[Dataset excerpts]
════════════════

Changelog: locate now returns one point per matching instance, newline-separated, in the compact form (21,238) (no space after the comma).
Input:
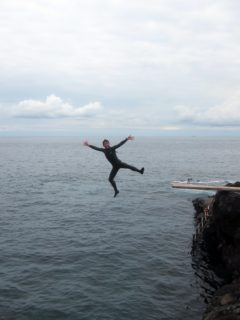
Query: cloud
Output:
(225,114)
(52,107)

════════════════

The records above must be retyped exactly. Please omit the pictures.

Changelog: locate now returns one point per matching instance, newline-separated, in the compact form (21,238) (no space after the comma).
Input:
Query: cloud
Output:
(225,114)
(52,107)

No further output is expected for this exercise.